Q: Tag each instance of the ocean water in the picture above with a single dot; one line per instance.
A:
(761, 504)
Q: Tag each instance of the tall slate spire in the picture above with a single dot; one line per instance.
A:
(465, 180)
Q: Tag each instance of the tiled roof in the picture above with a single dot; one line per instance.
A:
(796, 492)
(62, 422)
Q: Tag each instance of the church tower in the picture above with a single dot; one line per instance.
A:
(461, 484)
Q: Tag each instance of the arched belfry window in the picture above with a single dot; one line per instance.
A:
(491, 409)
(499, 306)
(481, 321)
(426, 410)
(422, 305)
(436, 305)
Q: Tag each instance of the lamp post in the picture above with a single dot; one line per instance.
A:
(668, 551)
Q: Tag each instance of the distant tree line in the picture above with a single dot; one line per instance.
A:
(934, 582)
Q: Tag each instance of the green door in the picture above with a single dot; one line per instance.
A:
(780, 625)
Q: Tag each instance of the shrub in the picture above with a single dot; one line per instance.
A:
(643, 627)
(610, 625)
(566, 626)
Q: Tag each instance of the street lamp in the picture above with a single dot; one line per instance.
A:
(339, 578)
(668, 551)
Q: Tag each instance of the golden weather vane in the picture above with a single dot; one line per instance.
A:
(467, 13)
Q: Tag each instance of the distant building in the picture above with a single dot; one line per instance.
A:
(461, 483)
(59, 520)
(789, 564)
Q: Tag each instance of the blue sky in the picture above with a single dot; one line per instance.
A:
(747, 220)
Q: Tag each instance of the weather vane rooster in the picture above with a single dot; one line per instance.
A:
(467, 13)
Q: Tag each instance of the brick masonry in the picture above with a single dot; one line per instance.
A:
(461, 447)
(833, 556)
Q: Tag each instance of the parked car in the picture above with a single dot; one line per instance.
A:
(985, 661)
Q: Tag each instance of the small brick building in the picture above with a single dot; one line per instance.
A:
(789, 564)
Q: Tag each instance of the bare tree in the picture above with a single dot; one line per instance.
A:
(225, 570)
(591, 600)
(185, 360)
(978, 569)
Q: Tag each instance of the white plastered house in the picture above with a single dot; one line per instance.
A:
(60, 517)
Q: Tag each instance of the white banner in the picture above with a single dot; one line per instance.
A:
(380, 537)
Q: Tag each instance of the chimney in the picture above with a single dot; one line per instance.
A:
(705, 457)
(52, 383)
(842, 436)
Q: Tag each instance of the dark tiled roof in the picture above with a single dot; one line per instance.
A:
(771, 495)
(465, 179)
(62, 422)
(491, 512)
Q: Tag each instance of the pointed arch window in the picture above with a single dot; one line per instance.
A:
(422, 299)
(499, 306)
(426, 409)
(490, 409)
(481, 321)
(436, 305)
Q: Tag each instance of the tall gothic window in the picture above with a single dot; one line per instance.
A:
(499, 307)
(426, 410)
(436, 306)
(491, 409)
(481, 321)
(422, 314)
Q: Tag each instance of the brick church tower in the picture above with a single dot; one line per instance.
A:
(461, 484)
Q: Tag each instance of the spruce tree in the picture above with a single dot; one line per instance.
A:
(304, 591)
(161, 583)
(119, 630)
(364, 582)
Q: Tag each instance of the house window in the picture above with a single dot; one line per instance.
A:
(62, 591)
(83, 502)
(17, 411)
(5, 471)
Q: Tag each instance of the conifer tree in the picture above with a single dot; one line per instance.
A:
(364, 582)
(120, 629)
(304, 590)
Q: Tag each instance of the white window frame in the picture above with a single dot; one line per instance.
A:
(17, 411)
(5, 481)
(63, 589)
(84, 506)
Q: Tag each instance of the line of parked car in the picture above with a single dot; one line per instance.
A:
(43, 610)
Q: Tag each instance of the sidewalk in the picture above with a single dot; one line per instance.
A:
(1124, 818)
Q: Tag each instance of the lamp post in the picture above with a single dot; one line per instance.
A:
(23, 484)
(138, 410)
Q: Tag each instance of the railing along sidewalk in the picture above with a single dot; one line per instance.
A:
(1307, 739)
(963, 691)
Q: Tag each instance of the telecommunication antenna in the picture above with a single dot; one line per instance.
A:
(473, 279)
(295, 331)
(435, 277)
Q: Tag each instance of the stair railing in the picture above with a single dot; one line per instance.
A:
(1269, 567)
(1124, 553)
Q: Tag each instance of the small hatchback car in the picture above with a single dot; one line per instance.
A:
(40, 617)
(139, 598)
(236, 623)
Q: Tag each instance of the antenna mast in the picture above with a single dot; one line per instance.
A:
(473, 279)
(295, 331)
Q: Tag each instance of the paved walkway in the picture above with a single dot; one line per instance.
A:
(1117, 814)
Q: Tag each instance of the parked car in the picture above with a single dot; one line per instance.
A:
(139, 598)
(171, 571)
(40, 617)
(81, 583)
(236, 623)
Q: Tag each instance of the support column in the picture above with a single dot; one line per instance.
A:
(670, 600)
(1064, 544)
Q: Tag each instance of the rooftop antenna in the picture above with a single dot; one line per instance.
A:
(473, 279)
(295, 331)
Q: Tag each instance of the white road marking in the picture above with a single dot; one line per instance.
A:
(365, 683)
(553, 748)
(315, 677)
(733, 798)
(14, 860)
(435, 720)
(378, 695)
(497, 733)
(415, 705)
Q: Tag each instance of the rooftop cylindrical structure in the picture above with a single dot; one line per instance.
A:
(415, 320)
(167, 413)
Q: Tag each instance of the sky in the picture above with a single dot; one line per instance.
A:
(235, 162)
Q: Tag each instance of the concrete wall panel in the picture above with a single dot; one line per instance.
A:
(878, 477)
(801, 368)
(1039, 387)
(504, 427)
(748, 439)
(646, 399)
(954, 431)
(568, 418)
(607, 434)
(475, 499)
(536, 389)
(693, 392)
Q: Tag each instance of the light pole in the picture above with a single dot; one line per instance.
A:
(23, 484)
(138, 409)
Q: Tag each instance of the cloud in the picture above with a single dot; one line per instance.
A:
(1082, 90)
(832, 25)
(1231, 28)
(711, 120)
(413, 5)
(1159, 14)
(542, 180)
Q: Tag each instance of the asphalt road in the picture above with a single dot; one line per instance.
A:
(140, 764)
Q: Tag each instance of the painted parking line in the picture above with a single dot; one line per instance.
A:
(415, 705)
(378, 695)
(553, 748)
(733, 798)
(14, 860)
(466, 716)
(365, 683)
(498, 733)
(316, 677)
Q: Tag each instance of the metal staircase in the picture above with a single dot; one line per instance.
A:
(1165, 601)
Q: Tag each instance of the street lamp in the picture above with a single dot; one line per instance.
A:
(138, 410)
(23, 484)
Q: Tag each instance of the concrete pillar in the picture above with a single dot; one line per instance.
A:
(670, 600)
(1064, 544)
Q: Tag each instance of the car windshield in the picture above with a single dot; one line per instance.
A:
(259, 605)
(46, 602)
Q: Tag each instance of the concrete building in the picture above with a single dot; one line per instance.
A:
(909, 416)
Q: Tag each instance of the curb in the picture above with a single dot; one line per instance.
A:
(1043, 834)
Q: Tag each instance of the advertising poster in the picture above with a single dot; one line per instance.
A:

____________________

ASSIGNED TASK
Pull every line with the string "distant" out of the material.

WRITTEN ANSWER
Q: Tag each instance of the distant tree line in the picture above with a single dot; one line per instance.
Q: Tag each instance of the distant building in the picture above with a single dot; one line per instance.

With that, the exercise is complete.